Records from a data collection

%%

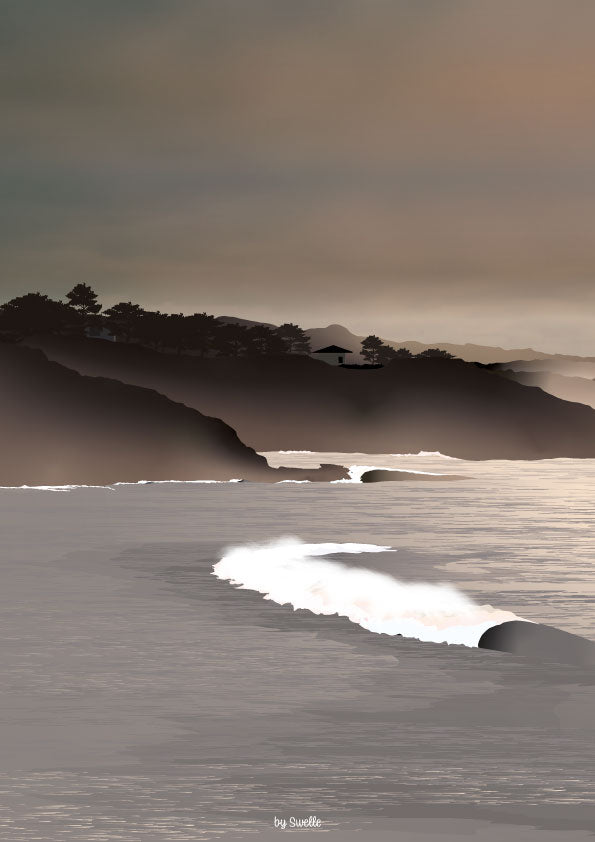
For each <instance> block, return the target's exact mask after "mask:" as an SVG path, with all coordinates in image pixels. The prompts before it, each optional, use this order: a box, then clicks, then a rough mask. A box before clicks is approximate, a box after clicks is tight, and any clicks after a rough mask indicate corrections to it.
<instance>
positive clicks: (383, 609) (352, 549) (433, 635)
mask: <svg viewBox="0 0 595 842" xmlns="http://www.w3.org/2000/svg"><path fill="white" fill-rule="evenodd" d="M390 550H392V547H383V546H379V545H377V544H331V543H328V544H326V543H325V544H306V543H304V542H303V541H301V540H300V539H299V538H291V537H286V538H281V539H279V540H276V541H271V542H269V543H268V544H247V545H244V546H239V547H231V548H229V549H227V550H225V554H224V555H223V557H222V558H221V560H220V561H218V562H217V563H216V564H215V565H214V566H213V572H214V575H215V576H217V577H218V578H219V579H223V580H226V581H228V582H230V584H232V585H236V586H237V587H238V588H240V589H246V590H253V591H258V593H261V594H263V595H264V598H265V599H270V600H272V601H273V602H277V603H279V605H287V604H289V605H292V606H293V608H294V609H298V608H305V609H307V610H308V611H311V612H312V613H313V614H329V615H331V614H338V615H339V616H341V617H347V618H348V619H349V620H351V622H352V623H357V624H358V625H360V626H362V627H363V628H365V629H367V630H368V631H371V632H375V633H377V634H389V635H402V636H403V637H411V638H416V639H417V640H423V641H432V642H434V643H455V644H462V645H464V646H477V644H478V642H479V639H480V638H481V636H482V634H483V633H484V632H485V631H486V630H487V629H489V628H491V627H492V626H495V625H497V624H499V623H504V622H506V621H509V620H519V619H522V618H519V617H517V616H516V615H515V614H512V613H511V612H509V611H501V610H500V609H497V608H493V607H492V606H491V605H477V604H476V603H475V602H473V600H471V599H469V597H467V596H465V594H463V593H461V592H460V591H458V590H457V589H456V588H455V587H453V586H452V585H448V584H438V585H435V584H428V583H424V582H401V581H399V580H398V579H395V578H394V577H393V576H390V575H388V574H386V573H378V572H376V571H374V570H369V569H366V568H361V567H359V568H357V567H347V566H346V565H345V564H341V563H340V562H338V561H327V560H325V559H322V558H321V556H328V555H334V554H336V553H356V554H357V553H383V552H388V551H390Z"/></svg>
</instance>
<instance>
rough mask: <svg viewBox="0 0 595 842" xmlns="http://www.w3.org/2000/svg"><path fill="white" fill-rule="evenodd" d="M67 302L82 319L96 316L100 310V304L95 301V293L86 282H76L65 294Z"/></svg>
mask: <svg viewBox="0 0 595 842" xmlns="http://www.w3.org/2000/svg"><path fill="white" fill-rule="evenodd" d="M66 298H67V299H68V303H69V304H70V306H71V307H73V308H74V309H75V310H76V311H77V312H78V313H80V314H81V316H83V318H84V319H89V318H90V317H91V316H96V315H97V313H99V311H100V310H101V304H99V302H98V301H97V294H96V293H95V292H94V291H93V290H92V289H91V287H90V286H89V285H88V284H77V285H76V286H74V287H73V288H72V289H71V290H70V292H69V293H68V294H67V295H66Z"/></svg>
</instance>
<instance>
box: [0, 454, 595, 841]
mask: <svg viewBox="0 0 595 842" xmlns="http://www.w3.org/2000/svg"><path fill="white" fill-rule="evenodd" d="M266 455H267V458H268V459H269V461H270V462H271V464H285V465H296V466H311V465H315V464H318V463H320V462H340V463H342V464H345V465H349V466H352V470H351V474H352V477H353V478H357V477H358V475H359V474H360V473H361V470H362V468H363V466H368V467H381V468H398V469H399V470H402V471H416V472H426V473H427V474H428V480H427V481H423V482H419V481H412V482H406V481H404V482H394V483H382V484H361V483H359V482H356V481H351V482H344V481H343V482H336V483H330V484H326V483H313V484H310V483H289V482H286V483H279V484H276V485H267V484H257V483H247V482H241V483H212V484H208V483H196V484H194V483H175V482H174V483H152V484H151V483H147V484H133V485H114V486H111V487H99V488H70V489H1V490H0V533H1V535H2V551H1V558H2V561H1V563H2V579H1V581H2V592H1V596H0V601H1V607H2V611H1V615H0V616H1V623H2V629H1V633H2V647H1V648H2V671H1V675H2V682H1V684H0V693H1V696H2V698H1V702H0V738H1V742H0V745H1V746H2V751H1V753H0V839H3V840H4V839H6V840H10V842H20V840H27V841H29V840H43V842H45V840H48V842H49V841H50V840H51V842H55V840H77V841H78V840H84V842H87V840H96V842H112V840H114V841H115V840H142V842H153V840H156V841H157V840H211V839H213V840H215V839H236V838H238V839H244V838H246V839H249V838H255V839H261V838H262V839H267V840H268V839H269V838H270V839H279V838H282V836H281V834H283V833H288V832H291V824H290V821H291V819H295V821H296V822H297V821H303V822H309V826H307V827H306V828H304V829H296V830H294V831H293V832H295V833H301V834H302V835H305V834H307V835H314V834H315V833H324V834H325V836H324V837H322V838H327V839H332V840H343V839H345V840H349V839H359V840H362V839H366V840H367V839H370V840H375V839H376V840H384V839H386V840H388V839H391V840H392V839H395V838H396V839H398V840H415V842H423V840H426V839H428V840H435V842H438V840H459V839H461V838H465V837H467V836H468V837H471V838H473V839H474V840H475V839H478V840H485V842H497V840H511V842H512V840H515V842H516V840H521V842H522V841H523V840H547V842H550V840H551V842H557V840H560V839H568V840H576V842H582V840H586V839H593V838H595V670H593V669H587V668H579V667H574V666H571V665H564V664H554V663H539V662H533V661H531V660H528V659H525V658H522V657H520V656H514V655H508V654H504V653H498V652H489V651H486V650H483V649H479V648H477V645H476V644H477V640H478V636H479V634H480V633H481V630H482V629H484V628H486V627H487V626H489V625H490V624H491V623H497V622H502V621H503V620H504V619H508V618H511V617H512V618H514V617H520V618H524V619H526V620H530V621H534V622H542V623H547V624H550V625H553V626H556V627H558V628H561V629H564V630H566V631H570V632H573V633H575V634H579V635H583V636H585V637H588V638H591V639H594V640H595V611H594V594H595V565H594V564H593V561H594V553H593V537H592V536H593V523H594V514H595V502H594V500H595V494H594V490H595V460H567V459H554V460H545V461H535V462H504V461H488V462H466V461H463V460H454V459H450V458H448V457H444V456H441V455H440V454H416V455H396V456H395V455H390V456H389V455H386V454H332V453H325V454H313V453H292V452H290V453H287V452H286V453H278V454H277V453H276V454H266ZM356 466H359V468H358V467H356ZM446 473H448V474H457V475H461V476H464V477H465V478H464V479H461V480H459V481H453V482H436V481H433V480H432V478H431V475H432V474H446ZM283 822H285V823H286V825H285V827H284V825H283ZM316 822H319V823H320V825H319V826H318V825H317V824H316Z"/></svg>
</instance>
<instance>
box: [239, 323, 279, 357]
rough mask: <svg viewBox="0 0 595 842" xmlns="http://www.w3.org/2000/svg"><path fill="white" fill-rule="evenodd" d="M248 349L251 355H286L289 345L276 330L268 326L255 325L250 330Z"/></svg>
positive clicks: (248, 332) (248, 337) (249, 329)
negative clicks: (286, 342) (287, 344)
mask: <svg viewBox="0 0 595 842" xmlns="http://www.w3.org/2000/svg"><path fill="white" fill-rule="evenodd" d="M247 335H248V342H249V344H248V348H247V351H248V353H249V354H256V355H262V354H285V353H287V343H286V342H285V340H284V339H283V338H282V337H281V336H279V335H278V333H277V332H276V331H275V330H272V329H271V328H270V327H266V325H254V327H251V328H248V331H247Z"/></svg>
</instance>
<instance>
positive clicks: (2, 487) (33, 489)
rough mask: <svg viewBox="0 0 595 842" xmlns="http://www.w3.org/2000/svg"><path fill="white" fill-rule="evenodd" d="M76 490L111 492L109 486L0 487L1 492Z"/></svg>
mask: <svg viewBox="0 0 595 842" xmlns="http://www.w3.org/2000/svg"><path fill="white" fill-rule="evenodd" d="M76 488H104V489H107V491H113V490H114V489H113V488H111V487H110V486H109V485H0V489H2V490H12V491H20V490H22V489H26V490H27V491H74V490H75V489H76Z"/></svg>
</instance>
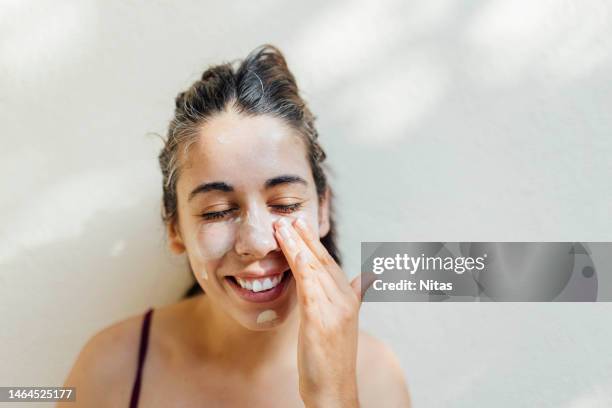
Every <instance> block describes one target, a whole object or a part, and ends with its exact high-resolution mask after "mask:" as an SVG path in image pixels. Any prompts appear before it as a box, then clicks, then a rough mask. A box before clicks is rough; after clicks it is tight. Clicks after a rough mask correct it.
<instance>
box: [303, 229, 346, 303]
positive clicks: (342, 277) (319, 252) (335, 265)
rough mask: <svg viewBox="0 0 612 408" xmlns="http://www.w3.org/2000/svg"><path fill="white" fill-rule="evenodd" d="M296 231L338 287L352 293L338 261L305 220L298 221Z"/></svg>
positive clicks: (344, 291)
mask: <svg viewBox="0 0 612 408" xmlns="http://www.w3.org/2000/svg"><path fill="white" fill-rule="evenodd" d="M293 225H294V226H295V230H296V231H297V232H298V234H299V236H300V238H301V239H302V240H303V241H304V243H305V244H306V245H307V246H308V248H310V250H311V251H312V252H313V254H314V255H315V256H316V257H317V259H318V260H319V262H321V265H322V266H323V267H324V268H325V269H326V270H327V272H328V273H329V274H330V275H331V277H332V278H333V280H334V281H335V282H336V284H337V285H338V287H339V289H340V290H341V291H343V292H348V291H350V290H351V289H350V287H349V282H348V279H347V278H346V275H345V274H344V271H343V270H342V268H340V266H339V265H338V263H337V262H336V260H335V259H334V258H333V257H332V256H331V254H330V253H329V251H328V250H327V248H325V245H323V244H322V243H321V240H320V239H319V237H318V236H316V235H315V234H314V233H313V232H312V230H311V229H310V228H308V226H307V225H306V223H305V222H304V220H301V219H299V218H298V219H296V220H295V222H294V224H293Z"/></svg>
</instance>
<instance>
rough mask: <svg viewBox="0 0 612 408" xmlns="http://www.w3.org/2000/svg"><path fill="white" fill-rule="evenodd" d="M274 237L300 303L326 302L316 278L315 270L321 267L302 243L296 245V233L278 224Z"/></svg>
mask: <svg viewBox="0 0 612 408" xmlns="http://www.w3.org/2000/svg"><path fill="white" fill-rule="evenodd" d="M275 236H276V238H277V240H278V242H279V244H280V247H281V250H282V251H283V253H284V254H285V258H287V262H288V263H289V267H290V268H291V271H292V272H293V276H294V278H295V281H296V286H297V290H298V296H299V298H300V300H301V302H302V303H303V304H309V303H312V302H313V301H316V300H317V299H319V301H322V300H327V295H326V294H325V293H324V291H323V288H321V284H320V282H319V279H318V278H317V276H316V271H317V269H320V268H322V267H321V266H320V265H319V264H318V261H317V260H316V259H315V258H314V256H312V255H310V249H308V248H307V247H306V245H304V243H301V245H300V244H298V242H297V241H296V240H295V239H294V238H296V237H297V233H296V232H295V231H292V228H291V226H290V225H289V224H288V223H286V222H285V223H279V227H278V228H277V230H276V231H275Z"/></svg>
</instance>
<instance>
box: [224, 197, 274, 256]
mask: <svg viewBox="0 0 612 408" xmlns="http://www.w3.org/2000/svg"><path fill="white" fill-rule="evenodd" d="M273 222H274V220H273V219H272V216H271V214H269V213H268V212H267V211H264V210H261V209H258V208H251V209H249V210H248V211H247V212H246V214H245V215H244V216H243V218H242V219H241V220H240V221H239V223H240V225H239V226H238V234H237V237H236V245H235V250H236V253H238V255H239V256H240V257H241V258H245V260H256V259H262V258H264V257H265V256H266V255H268V254H269V253H270V252H272V251H275V250H277V249H278V244H277V242H276V239H275V238H274V227H273V226H272V223H273Z"/></svg>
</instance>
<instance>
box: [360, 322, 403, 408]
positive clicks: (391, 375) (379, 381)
mask: <svg viewBox="0 0 612 408" xmlns="http://www.w3.org/2000/svg"><path fill="white" fill-rule="evenodd" d="M357 381H358V386H359V399H360V402H361V405H362V406H363V407H402V408H406V407H410V406H411V404H410V394H409V392H408V386H407V384H406V379H405V377H404V373H403V371H402V368H401V366H400V364H399V361H398V359H397V357H396V356H395V353H393V351H392V350H391V348H390V347H389V346H387V345H386V344H385V343H384V342H382V341H381V340H379V339H377V338H375V337H374V336H372V335H370V334H368V333H366V332H363V331H360V332H359V348H358V352H357Z"/></svg>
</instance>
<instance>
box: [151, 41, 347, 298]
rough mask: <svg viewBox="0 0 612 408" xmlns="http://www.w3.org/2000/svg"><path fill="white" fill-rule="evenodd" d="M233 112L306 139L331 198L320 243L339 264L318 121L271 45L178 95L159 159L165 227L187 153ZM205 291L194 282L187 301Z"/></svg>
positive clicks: (325, 185) (191, 288)
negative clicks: (160, 174)
mask: <svg viewBox="0 0 612 408" xmlns="http://www.w3.org/2000/svg"><path fill="white" fill-rule="evenodd" d="M229 107H231V108H233V109H235V110H236V111H237V112H238V113H241V114H245V115H271V116H274V117H277V118H280V119H282V120H283V121H285V123H287V124H288V125H290V126H291V127H292V128H293V129H295V130H297V132H298V134H299V135H300V136H301V137H302V138H303V140H304V142H305V143H306V148H307V154H308V161H309V164H310V169H311V171H312V175H313V178H314V181H315V186H316V190H317V195H318V197H319V200H322V199H323V197H324V194H325V192H326V190H328V189H329V194H330V197H329V200H330V230H329V233H328V234H327V235H326V236H325V237H323V238H321V242H322V243H323V245H324V246H325V247H326V248H327V250H328V251H329V253H330V254H331V255H332V257H333V258H334V259H335V260H336V261H337V262H338V263H340V262H341V259H340V253H339V251H338V247H337V245H336V241H335V239H336V230H335V222H334V219H333V211H331V210H333V207H332V202H331V201H332V191H331V189H330V188H329V186H328V182H327V176H326V171H325V169H324V168H323V161H324V160H325V157H326V156H325V152H324V151H323V149H322V148H321V146H320V145H319V142H318V133H317V130H316V128H315V126H314V121H315V116H314V115H313V114H312V113H311V112H310V110H309V109H308V106H307V104H306V102H305V101H304V100H303V99H302V97H301V96H300V94H299V90H298V87H297V83H296V81H295V78H294V77H293V74H292V73H291V71H289V68H288V67H287V62H286V61H285V57H284V56H283V54H282V53H281V51H280V50H279V49H278V48H276V47H274V46H273V45H269V44H265V45H262V46H260V47H257V48H256V49H255V50H253V51H252V52H251V53H250V54H249V55H248V56H247V57H246V58H245V59H244V60H243V61H241V62H239V65H238V66H237V67H235V68H234V66H233V64H231V63H224V64H220V65H214V66H211V67H209V68H208V69H207V70H206V71H204V73H203V74H202V76H201V78H200V80H198V81H196V82H194V83H193V84H192V85H191V86H190V87H189V89H187V90H186V91H184V92H181V93H179V94H178V95H177V97H176V99H175V110H174V118H173V119H172V120H171V122H170V125H169V127H168V135H167V139H166V140H164V142H165V145H164V147H163V149H162V151H161V152H160V154H159V165H160V167H161V171H162V175H163V208H162V220H163V222H164V223H176V222H177V221H178V202H177V195H176V184H177V180H178V178H179V176H180V173H181V163H180V161H181V157H183V156H184V155H185V154H186V152H187V150H188V148H189V146H191V145H192V144H193V143H195V142H196V141H197V137H198V131H199V129H200V127H201V126H202V125H203V124H204V123H206V121H208V120H210V119H211V118H212V117H214V116H215V115H216V114H219V113H221V112H223V111H224V110H226V109H227V108H229ZM181 149H182V152H183V154H182V155H181ZM190 269H191V266H190ZM192 272H193V270H192ZM201 292H202V290H201V287H200V285H199V284H198V283H197V282H195V283H194V285H193V286H192V287H191V288H190V289H189V290H188V291H187V292H186V293H185V297H189V296H193V295H195V294H198V293H201Z"/></svg>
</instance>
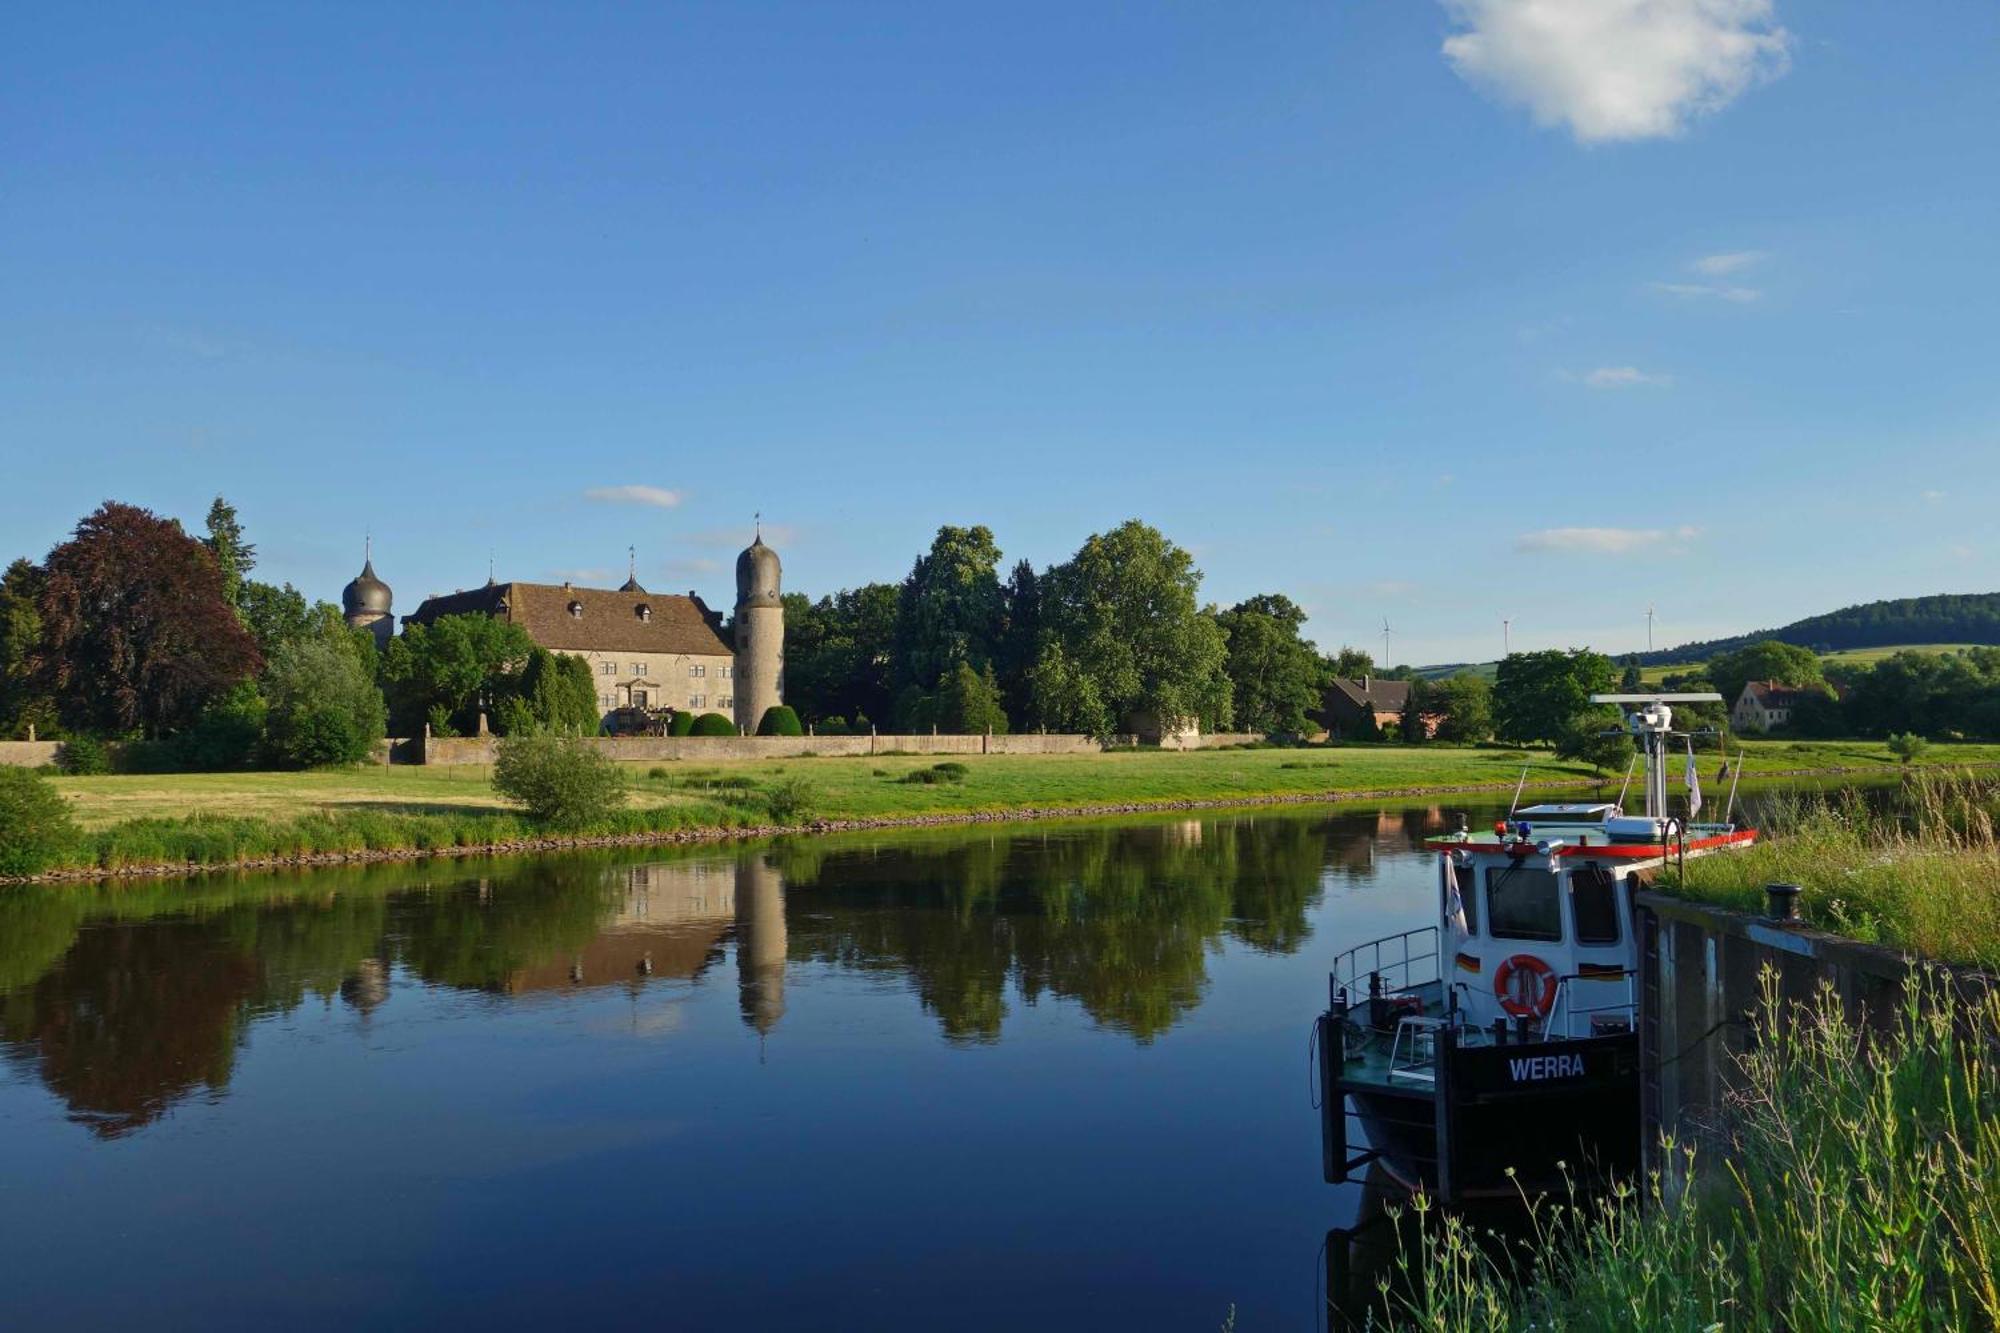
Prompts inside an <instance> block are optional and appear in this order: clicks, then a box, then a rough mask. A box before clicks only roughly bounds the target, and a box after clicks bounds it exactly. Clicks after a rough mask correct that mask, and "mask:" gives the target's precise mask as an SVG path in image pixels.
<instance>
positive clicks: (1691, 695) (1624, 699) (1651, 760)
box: [1590, 691, 1722, 819]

%%

Work required
What is the number of lines in these entries that hold "block"? Reply with the figure alone.

Answer box
3